** What to do **
Starting with the line that contains "the white hand", write out each line through the end of the listing, unchanged. Output nothing else.

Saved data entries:
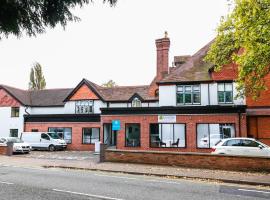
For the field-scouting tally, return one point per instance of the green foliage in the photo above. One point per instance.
(37, 80)
(109, 84)
(33, 16)
(244, 38)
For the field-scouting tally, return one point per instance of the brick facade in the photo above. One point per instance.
(77, 127)
(189, 120)
(6, 100)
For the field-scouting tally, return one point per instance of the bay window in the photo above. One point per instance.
(188, 94)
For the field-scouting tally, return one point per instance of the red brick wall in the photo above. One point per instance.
(84, 93)
(76, 132)
(189, 120)
(193, 160)
(227, 72)
(7, 100)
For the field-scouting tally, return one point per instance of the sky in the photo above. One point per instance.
(115, 43)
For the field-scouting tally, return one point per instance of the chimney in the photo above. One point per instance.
(163, 46)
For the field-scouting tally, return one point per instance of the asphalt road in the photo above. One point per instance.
(25, 183)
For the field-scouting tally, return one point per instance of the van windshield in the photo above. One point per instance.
(54, 135)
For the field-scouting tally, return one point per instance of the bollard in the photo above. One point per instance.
(102, 152)
(9, 148)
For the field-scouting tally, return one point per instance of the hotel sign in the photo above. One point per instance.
(166, 118)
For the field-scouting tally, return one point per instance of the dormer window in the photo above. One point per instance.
(136, 102)
(84, 107)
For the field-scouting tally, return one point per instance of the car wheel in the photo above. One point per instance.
(51, 148)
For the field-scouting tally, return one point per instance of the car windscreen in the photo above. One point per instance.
(54, 135)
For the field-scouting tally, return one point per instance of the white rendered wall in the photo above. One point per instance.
(167, 95)
(7, 122)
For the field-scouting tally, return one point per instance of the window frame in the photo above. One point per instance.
(192, 93)
(90, 137)
(15, 113)
(210, 134)
(126, 124)
(224, 93)
(63, 133)
(185, 135)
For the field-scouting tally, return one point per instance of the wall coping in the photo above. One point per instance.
(184, 153)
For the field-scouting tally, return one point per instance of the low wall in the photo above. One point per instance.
(192, 160)
(3, 150)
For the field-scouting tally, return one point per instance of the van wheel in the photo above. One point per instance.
(51, 148)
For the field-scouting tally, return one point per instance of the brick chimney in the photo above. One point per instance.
(163, 46)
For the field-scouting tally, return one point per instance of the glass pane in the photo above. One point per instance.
(167, 134)
(228, 86)
(221, 87)
(196, 98)
(187, 88)
(228, 97)
(202, 136)
(179, 136)
(180, 98)
(187, 98)
(221, 97)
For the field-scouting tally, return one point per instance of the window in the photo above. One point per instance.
(90, 135)
(188, 94)
(64, 133)
(167, 135)
(13, 133)
(136, 102)
(209, 135)
(15, 111)
(84, 107)
(132, 135)
(225, 93)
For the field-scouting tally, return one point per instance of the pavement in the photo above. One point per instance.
(89, 161)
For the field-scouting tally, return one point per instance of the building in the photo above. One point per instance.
(187, 107)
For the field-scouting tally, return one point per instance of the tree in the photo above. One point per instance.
(109, 84)
(37, 80)
(33, 16)
(244, 38)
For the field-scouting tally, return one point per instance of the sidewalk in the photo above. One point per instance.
(165, 171)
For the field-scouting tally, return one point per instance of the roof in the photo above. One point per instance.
(194, 69)
(38, 97)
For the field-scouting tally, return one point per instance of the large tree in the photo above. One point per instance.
(33, 16)
(244, 38)
(37, 79)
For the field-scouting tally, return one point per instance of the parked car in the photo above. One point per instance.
(19, 146)
(44, 140)
(241, 146)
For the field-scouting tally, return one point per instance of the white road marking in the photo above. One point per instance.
(7, 183)
(88, 195)
(258, 191)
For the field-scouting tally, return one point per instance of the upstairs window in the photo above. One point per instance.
(225, 93)
(84, 107)
(188, 94)
(136, 102)
(15, 112)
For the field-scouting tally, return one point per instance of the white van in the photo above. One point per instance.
(44, 140)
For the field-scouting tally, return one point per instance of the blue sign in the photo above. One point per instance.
(116, 125)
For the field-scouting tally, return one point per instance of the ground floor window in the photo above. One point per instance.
(64, 133)
(209, 134)
(13, 133)
(133, 135)
(167, 135)
(90, 135)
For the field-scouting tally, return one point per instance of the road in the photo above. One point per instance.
(58, 184)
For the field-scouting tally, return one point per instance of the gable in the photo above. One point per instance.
(84, 92)
(7, 100)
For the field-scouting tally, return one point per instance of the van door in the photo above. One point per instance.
(45, 141)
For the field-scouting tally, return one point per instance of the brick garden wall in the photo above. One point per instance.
(76, 132)
(192, 160)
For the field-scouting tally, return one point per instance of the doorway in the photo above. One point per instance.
(109, 136)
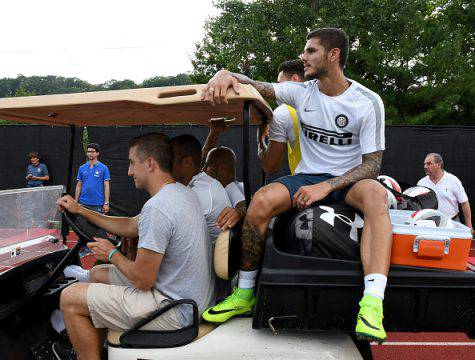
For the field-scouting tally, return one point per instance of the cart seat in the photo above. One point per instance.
(113, 336)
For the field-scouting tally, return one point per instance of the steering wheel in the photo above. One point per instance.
(83, 228)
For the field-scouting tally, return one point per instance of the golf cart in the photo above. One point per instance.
(28, 323)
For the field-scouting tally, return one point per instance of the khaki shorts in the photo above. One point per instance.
(120, 306)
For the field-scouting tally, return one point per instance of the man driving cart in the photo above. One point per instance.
(172, 262)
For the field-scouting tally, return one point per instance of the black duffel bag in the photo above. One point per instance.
(332, 231)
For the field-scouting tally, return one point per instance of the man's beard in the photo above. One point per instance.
(318, 74)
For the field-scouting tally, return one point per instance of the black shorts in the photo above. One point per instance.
(294, 182)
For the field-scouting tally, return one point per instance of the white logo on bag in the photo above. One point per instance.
(330, 215)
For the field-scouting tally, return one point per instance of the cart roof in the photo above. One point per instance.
(149, 106)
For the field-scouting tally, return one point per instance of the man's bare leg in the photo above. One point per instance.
(99, 275)
(269, 201)
(371, 198)
(86, 339)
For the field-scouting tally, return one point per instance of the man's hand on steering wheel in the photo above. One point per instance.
(68, 203)
(101, 248)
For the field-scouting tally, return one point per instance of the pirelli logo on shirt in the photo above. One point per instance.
(326, 136)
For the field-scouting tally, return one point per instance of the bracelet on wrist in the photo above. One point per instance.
(111, 254)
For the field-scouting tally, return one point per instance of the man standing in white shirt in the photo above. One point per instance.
(342, 143)
(448, 187)
(283, 130)
(187, 171)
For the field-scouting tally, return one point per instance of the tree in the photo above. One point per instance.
(417, 54)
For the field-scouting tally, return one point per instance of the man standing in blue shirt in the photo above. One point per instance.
(92, 189)
(36, 173)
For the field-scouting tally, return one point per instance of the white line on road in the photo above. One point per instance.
(409, 343)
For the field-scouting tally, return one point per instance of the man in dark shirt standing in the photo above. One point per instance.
(37, 172)
(92, 189)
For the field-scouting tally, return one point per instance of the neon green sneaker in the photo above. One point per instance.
(369, 325)
(231, 306)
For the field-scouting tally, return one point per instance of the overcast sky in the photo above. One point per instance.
(100, 40)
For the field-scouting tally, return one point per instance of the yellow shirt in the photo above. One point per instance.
(293, 153)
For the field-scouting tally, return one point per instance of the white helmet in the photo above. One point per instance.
(392, 203)
(389, 182)
(415, 191)
(429, 217)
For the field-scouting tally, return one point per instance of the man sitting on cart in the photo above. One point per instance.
(173, 257)
(342, 142)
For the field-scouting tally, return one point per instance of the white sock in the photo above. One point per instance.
(374, 285)
(57, 320)
(247, 279)
(77, 272)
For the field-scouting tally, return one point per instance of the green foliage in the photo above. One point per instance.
(417, 54)
(45, 85)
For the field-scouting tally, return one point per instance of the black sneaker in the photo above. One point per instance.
(63, 351)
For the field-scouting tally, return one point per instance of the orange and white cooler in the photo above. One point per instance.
(425, 246)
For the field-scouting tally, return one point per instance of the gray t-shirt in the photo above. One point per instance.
(171, 223)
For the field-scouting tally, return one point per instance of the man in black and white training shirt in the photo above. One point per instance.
(342, 142)
(173, 257)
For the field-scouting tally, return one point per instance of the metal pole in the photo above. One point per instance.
(245, 151)
(72, 137)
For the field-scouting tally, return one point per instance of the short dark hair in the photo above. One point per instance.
(331, 38)
(292, 67)
(154, 145)
(188, 145)
(34, 154)
(94, 146)
(437, 158)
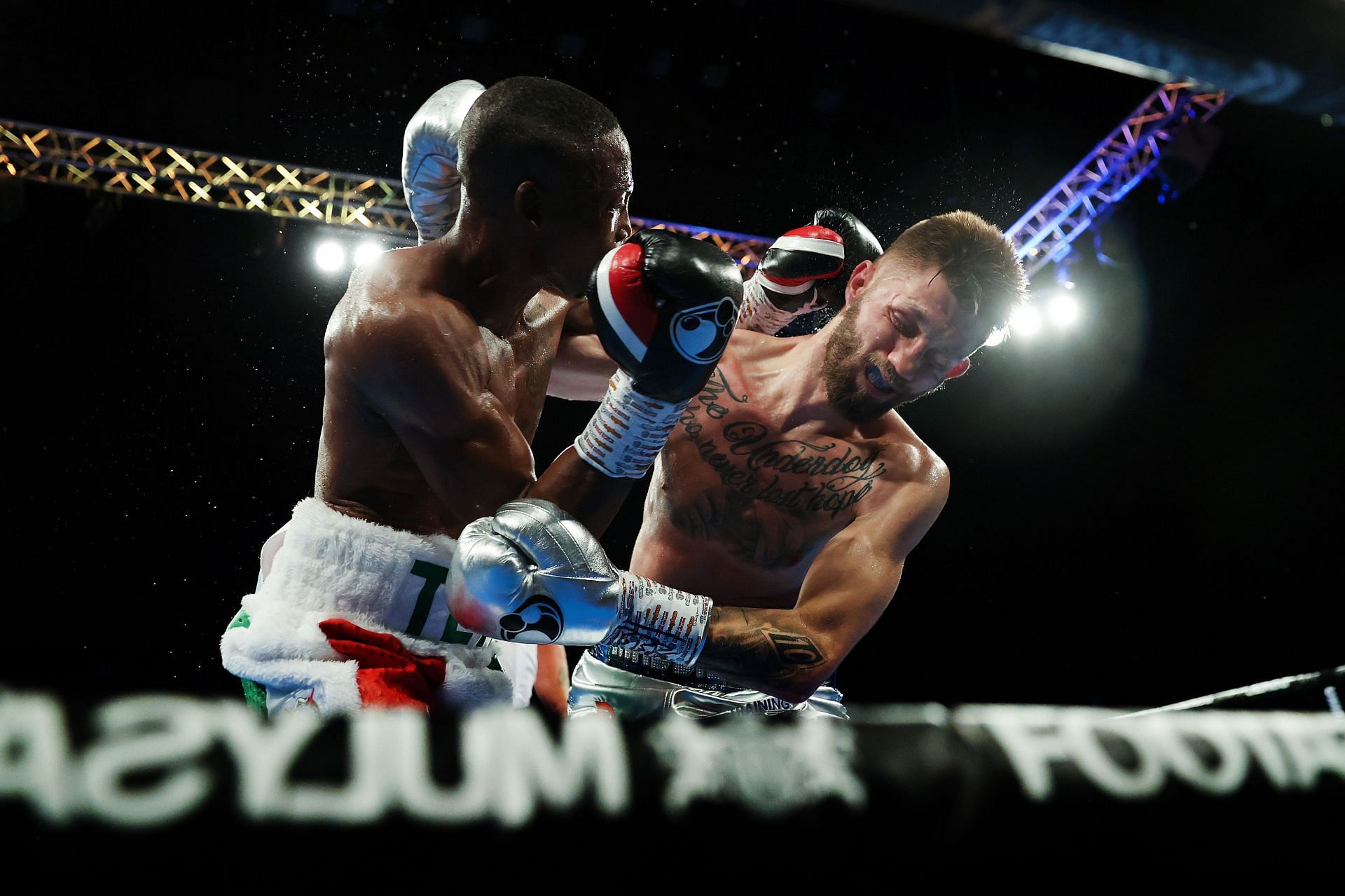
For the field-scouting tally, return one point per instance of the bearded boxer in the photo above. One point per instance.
(789, 495)
(437, 361)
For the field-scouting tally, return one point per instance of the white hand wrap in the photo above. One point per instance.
(661, 622)
(763, 315)
(627, 431)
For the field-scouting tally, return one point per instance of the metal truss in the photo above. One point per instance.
(1105, 177)
(238, 184)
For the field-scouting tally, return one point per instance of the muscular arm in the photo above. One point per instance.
(790, 653)
(581, 368)
(553, 678)
(424, 369)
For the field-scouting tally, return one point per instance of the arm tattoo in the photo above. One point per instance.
(745, 647)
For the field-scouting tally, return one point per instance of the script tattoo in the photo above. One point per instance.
(794, 650)
(747, 647)
(759, 470)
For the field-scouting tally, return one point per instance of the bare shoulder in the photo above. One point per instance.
(913, 478)
(390, 315)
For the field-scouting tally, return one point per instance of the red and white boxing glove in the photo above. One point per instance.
(663, 307)
(806, 270)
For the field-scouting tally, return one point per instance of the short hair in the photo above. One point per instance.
(975, 259)
(525, 128)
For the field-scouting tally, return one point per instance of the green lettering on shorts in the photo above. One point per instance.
(435, 577)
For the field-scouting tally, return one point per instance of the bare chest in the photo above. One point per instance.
(520, 364)
(768, 495)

** Reply to the exercise **
For the field-scouting tally, return one point per instance of the white hand wrap in the photo above. One point per instance.
(661, 622)
(763, 315)
(627, 431)
For the field-scouting tally, return one point per instance of the metal truss in the photo above. One point per instance.
(1105, 177)
(238, 184)
For the field-scouting tally, return one point per instance of the muscular arm in the photo above. One point per instance.
(790, 653)
(581, 368)
(553, 678)
(424, 369)
For the field-scouting tally, return one point per instance of the arm tattoo in the photo above. One point per instance.
(745, 647)
For the field-scouting tally, return one point per instance of the script tattoo in the photo above. One point per instance.
(794, 650)
(747, 647)
(759, 470)
For the field-scouting tally, return one point per instance of the bare shoulder in the photo above. One point per instance.
(913, 478)
(390, 315)
For the field-scouting tally, return one point per instance of the red and white boxing glove in the photo above. One point per instance.
(663, 307)
(806, 270)
For the field-scouting tally, return one point per instance of the short hair in the photo above. One point per instance.
(975, 259)
(525, 128)
For the field-scouting tally, return one point per instance of the green lettering on shorts in the photo above. One point per instance.
(435, 577)
For the field-scouting tally, return one point per instance of the bare chest in the photo above. One point per instance.
(520, 364)
(768, 495)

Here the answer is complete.